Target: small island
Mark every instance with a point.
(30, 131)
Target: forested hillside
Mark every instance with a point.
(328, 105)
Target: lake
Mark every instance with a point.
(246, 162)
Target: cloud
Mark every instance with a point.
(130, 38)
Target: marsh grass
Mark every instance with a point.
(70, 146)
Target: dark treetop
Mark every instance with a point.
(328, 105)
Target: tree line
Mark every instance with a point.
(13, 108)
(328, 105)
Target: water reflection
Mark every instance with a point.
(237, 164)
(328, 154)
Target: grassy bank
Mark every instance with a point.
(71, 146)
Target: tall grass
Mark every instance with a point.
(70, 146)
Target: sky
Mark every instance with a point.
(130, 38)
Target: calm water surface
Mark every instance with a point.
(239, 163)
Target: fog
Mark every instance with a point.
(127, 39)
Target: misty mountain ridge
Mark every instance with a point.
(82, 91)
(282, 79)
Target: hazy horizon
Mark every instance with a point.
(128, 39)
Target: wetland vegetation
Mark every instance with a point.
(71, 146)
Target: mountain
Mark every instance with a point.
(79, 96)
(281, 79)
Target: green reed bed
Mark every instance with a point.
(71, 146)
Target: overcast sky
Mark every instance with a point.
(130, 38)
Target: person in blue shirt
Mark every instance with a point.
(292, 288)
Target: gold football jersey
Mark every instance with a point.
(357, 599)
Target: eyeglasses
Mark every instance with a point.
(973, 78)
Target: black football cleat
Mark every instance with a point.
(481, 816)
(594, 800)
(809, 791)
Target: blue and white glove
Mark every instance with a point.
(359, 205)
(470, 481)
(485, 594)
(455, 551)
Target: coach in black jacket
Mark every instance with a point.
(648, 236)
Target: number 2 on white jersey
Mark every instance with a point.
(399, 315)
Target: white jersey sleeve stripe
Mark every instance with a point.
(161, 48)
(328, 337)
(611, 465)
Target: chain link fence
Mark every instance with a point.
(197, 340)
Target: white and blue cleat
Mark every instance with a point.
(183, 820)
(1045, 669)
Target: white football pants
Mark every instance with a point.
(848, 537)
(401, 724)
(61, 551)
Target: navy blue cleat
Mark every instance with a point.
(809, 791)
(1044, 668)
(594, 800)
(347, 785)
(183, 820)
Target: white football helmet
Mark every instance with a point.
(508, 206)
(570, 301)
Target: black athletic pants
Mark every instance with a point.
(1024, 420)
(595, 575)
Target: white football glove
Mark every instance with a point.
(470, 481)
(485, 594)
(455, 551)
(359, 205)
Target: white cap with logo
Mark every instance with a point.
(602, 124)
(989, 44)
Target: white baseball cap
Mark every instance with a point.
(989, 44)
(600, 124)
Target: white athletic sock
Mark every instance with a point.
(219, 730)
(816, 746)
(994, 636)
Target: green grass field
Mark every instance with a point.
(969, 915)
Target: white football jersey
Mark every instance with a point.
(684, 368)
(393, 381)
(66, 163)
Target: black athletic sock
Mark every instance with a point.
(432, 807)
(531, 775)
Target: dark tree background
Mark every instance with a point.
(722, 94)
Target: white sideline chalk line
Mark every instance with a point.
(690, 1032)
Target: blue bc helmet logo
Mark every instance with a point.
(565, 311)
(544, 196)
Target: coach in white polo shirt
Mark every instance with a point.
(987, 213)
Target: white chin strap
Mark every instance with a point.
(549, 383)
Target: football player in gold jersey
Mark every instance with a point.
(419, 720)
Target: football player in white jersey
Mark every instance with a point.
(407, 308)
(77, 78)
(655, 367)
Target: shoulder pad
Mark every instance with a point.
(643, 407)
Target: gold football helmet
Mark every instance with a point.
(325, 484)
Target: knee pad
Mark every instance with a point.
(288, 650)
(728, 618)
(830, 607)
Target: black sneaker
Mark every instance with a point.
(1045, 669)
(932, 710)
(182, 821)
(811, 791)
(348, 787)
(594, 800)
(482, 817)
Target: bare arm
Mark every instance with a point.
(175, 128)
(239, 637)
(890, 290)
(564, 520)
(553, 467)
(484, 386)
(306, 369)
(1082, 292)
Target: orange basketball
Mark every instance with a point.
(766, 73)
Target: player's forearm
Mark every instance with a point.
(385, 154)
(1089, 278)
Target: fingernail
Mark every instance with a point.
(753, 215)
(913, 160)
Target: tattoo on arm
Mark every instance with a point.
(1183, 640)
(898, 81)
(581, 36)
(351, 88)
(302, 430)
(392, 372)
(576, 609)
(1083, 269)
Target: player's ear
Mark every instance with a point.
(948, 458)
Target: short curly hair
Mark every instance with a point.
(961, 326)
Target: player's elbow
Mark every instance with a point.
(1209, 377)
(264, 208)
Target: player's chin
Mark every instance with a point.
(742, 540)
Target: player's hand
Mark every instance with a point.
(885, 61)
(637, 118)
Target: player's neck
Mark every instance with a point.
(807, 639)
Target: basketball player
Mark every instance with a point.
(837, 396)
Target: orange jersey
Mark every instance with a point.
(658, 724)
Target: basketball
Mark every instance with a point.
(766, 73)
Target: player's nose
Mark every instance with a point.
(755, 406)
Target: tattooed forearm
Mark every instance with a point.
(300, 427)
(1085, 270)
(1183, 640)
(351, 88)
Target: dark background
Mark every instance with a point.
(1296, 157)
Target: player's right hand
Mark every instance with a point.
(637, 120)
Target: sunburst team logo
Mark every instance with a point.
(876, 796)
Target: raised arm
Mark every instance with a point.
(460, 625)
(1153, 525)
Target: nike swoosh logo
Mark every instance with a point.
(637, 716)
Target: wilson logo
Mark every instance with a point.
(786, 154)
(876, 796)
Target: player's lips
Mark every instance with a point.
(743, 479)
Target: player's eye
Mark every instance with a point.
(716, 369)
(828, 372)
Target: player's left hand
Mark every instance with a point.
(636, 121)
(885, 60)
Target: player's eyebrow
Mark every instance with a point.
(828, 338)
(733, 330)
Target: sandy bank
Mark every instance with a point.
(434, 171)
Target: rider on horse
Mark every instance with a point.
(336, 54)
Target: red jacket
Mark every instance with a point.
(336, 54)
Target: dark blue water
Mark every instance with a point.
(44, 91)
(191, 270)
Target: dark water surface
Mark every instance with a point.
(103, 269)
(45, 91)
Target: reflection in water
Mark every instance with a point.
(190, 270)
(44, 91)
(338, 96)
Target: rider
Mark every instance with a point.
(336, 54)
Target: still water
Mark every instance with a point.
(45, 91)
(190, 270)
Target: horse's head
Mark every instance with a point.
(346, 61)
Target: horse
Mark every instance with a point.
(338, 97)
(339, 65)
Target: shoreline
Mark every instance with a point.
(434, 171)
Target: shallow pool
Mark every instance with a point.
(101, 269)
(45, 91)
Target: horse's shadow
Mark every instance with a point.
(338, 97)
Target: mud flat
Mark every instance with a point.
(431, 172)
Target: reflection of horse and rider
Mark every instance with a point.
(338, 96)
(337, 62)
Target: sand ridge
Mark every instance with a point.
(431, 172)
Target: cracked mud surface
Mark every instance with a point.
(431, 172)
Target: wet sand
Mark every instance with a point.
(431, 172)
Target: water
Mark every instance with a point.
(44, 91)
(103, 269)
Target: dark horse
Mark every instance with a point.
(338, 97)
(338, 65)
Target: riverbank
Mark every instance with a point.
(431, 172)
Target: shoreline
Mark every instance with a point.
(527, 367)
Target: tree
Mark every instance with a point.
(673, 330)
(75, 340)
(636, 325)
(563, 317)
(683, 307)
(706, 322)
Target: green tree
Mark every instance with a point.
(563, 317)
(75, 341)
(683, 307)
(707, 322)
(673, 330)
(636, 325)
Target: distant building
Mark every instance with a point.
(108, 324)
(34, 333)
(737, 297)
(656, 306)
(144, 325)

## [Work order]
Each entry shown above must be retyped word for word.

## [Response box]
Target: small island
Mark every instance with a point.
(30, 131)
Target: forested hillside
Mark every instance with a point.
(328, 105)
Target: lake
Mark every instance with a point.
(246, 162)
Target: cloud
Mark every instance with a point.
(130, 38)
Target: marsh grass
Mark every instance with a point.
(70, 146)
Target: dark treetop
Mark every instance with a point.
(328, 105)
Target: tree line
Mark every instance with a point.
(13, 108)
(328, 105)
Target: water reflection
Mark every instance with a point.
(237, 164)
(328, 154)
Target: grassy bank
Mark every instance with a point.
(71, 146)
Target: tall grass
Mark every instance with a point.
(70, 146)
Target: sky
Mark every instance with a point.
(130, 38)
Target: calm water surface
Mark every instance with a point.
(239, 163)
Target: fog
Mark every instance with a point.
(127, 39)
Target: misty mountain ridge
Mark every instance with a point.
(82, 91)
(282, 79)
Target: hazy horizon
Mark every instance with a point.
(128, 39)
Target: wetland vegetation
Mark every instance with a point.
(71, 146)
Target: mountain
Mark every instance with a point.
(79, 96)
(281, 79)
Target: green reed bed
Mark every instance with a point.
(71, 146)
Target: overcast sky
Mark every instance with a point.
(130, 38)
Target: person in blue shirt
Mark every instance with a point.
(292, 288)
Target: gold football jersey
Mark every instance with a point.
(357, 599)
Target: eyeglasses
Mark every instance with a point.
(973, 78)
Target: black football cleat
Mark every instance with a point.
(481, 816)
(594, 800)
(809, 791)
Target: blue and white glove
Mark every instance with a point.
(359, 205)
(470, 481)
(485, 594)
(455, 551)
Target: coach in black jacket
Mark every instance with a point.
(648, 236)
Target: number 2 on white jersey
Mark every instance with a point.
(399, 315)
Target: white jersey sleeve stripe
Mark every instance with a point.
(161, 48)
(328, 337)
(611, 465)
Target: chain link fence
Mark every instance with a point.
(197, 340)
Target: white and blue cleat
Mark every instance with a point.
(183, 820)
(1045, 669)
Target: white football pants
Mark every instance with a point.
(848, 537)
(401, 724)
(61, 551)
Target: navy blue cleat
Mark every instance with a point.
(809, 791)
(1044, 668)
(594, 800)
(347, 785)
(183, 820)
Target: white football helmet
Mark every instance with a point.
(508, 206)
(570, 301)
Target: black athletic pants
Mark every instance with a point.
(1024, 420)
(595, 575)
Target: white football glove
Mark every instance with a point.
(470, 481)
(485, 594)
(455, 551)
(359, 205)
Target: white cap with logo
Mark every instance with a point.
(602, 124)
(989, 44)
Target: white baseball cap
Mark every instance with a point.
(989, 44)
(600, 124)
Target: white athletic sock
Mark every instance with a point.
(219, 730)
(816, 746)
(994, 636)
Target: green grass field
Mark every instance with a point.
(969, 915)
Target: white football jersey
Mark every instance with a point.
(684, 368)
(393, 381)
(66, 163)
Target: black athletic sock
Mark every instance with a point.
(432, 807)
(531, 775)
Target: dark tree background
Mark every instance with a point.
(722, 94)
Target: white sideline chalk line
Mark every instance with a point.
(690, 1032)
Target: blue bc helmet logo
Mark every instance with a point.
(565, 311)
(544, 196)
Target: coach in white polo shirt
Mark every instance with a point.
(987, 213)
Target: white chin strap
Mark every instance with a point.
(549, 383)
Target: football player in gold jersey
Mark every instance with a point.
(419, 720)
Target: football player in white jersey
Mark every instance with a point.
(407, 308)
(77, 78)
(655, 367)
Target: shoulder pad
Mark every instance with a point.
(643, 407)
Target: gold football helmet
Mark every instance with a point.
(325, 484)
Target: knee pad
Mark every instance with a point.
(288, 650)
(728, 618)
(830, 607)
Target: black sneaker
Mark every instance with a point.
(1045, 669)
(932, 710)
(182, 821)
(811, 791)
(348, 787)
(594, 800)
(482, 817)
Target: bare arm
Mark every instance with a point.
(175, 128)
(239, 637)
(890, 290)
(564, 520)
(553, 467)
(484, 386)
(306, 369)
(1082, 292)
Target: orange basketball
Mark every instance with a point.
(766, 73)
Target: player's forearm
Mark every instance with a point.
(385, 154)
(1089, 278)
Target: fingernail
Mark every instance with a point.
(753, 215)
(913, 160)
Target: tattoo on arm
Mark every instance with a point.
(1183, 640)
(898, 81)
(581, 36)
(351, 88)
(302, 430)
(392, 372)
(576, 609)
(1083, 269)
Target: player's ear
Mark every instance with a point.
(948, 458)
Target: short curly hair
Mark every instance with a point.
(961, 326)
Target: player's elbow
Mark every instance with a point.
(1209, 377)
(264, 208)
Target: player's chin
Mark every instance with a point.
(742, 540)
Target: player's hand
Mark every instance with a point.
(885, 61)
(637, 118)
Target: player's neck
Mark every instance with a point.
(807, 639)
Target: basketball player
Mark every instance with a point.
(837, 396)
Target: orange jersey
Mark every instance with a point.
(658, 724)
Target: basketball
Mark every instance with a point.
(766, 73)
Target: player's nose
Mark every instance with a point.
(755, 406)
Target: tattooed forearm
Mark every instance with a point.
(300, 427)
(1085, 270)
(1183, 640)
(351, 88)
Target: dark background
Mark every instance with a point.
(1296, 157)
Target: player's right hand
Mark every instance with a point.
(637, 120)
Target: sunburst team logo
Mark every instance with a point.
(876, 796)
Target: raised arm
Mark every instance with a point.
(460, 625)
(1153, 525)
Target: nike swoosh logo
Mark every instance with a point.
(637, 716)
Target: wilson logo
Mark every instance with a point.
(786, 154)
(876, 796)
Target: player's lips
Mark every instance with a point.
(743, 479)
Target: player's eye
Mark every instance with a point.
(716, 369)
(828, 372)
Target: player's left hand
Mark every instance with a point.
(636, 121)
(885, 60)
Target: player's eyebrow
Mark every instance with a point.
(828, 338)
(733, 330)
Target: sandy bank
Mark every instance with a point.
(434, 171)
Target: rider on horse
Mark every instance with a point.
(336, 54)
Target: red jacket
Mark every instance with a point.
(336, 54)
Target: dark blue water
Mark every instance with a point.
(44, 91)
(191, 270)
Target: dark water surface
Mark every instance with a point.
(103, 269)
(45, 91)
Target: reflection in water
Mark every instance with a point.
(190, 270)
(44, 91)
(338, 96)
Target: rider
Mark every instance with a point.
(336, 54)
Target: still water
Mark every instance with a point.
(45, 91)
(190, 270)
Target: horse's head
Mark every instance with a point.
(346, 61)
Target: horse
Mark every instance with a point.
(338, 97)
(339, 65)
Target: shoreline
Mark every instance with a point.
(434, 171)
Target: shallow pool
Mark every instance with a point.
(101, 269)
(45, 91)
Target: horse's shadow
Mark every instance with a point.
(338, 97)
Target: mud flat
Mark every instance with a point.
(431, 172)
Target: reflection of horse and rider
Mark every instance with a point.
(338, 96)
(337, 62)
Target: sand ridge
Mark every instance with a point.
(431, 172)
Target: cracked mud surface
Mark every instance with a point.
(431, 172)
Target: wet sand
Mark every instance with a point.
(431, 172)
Target: water
Mark every instance with a point.
(44, 91)
(103, 269)
Target: dark horse
Mark every instance with a point.
(338, 97)
(338, 65)
Target: riverbank
Mark every instance with a point.
(431, 172)
Target: shoreline
Mark every instance with a point.
(527, 367)
Target: tree
Mark every instance with a point.
(673, 330)
(75, 340)
(636, 325)
(563, 317)
(683, 307)
(706, 322)
Target: green tree
Mark every instance with a point.
(563, 317)
(75, 341)
(683, 307)
(707, 322)
(673, 330)
(636, 325)
Target: distant building
Mark every instance with a point.
(108, 324)
(34, 333)
(737, 297)
(656, 306)
(144, 325)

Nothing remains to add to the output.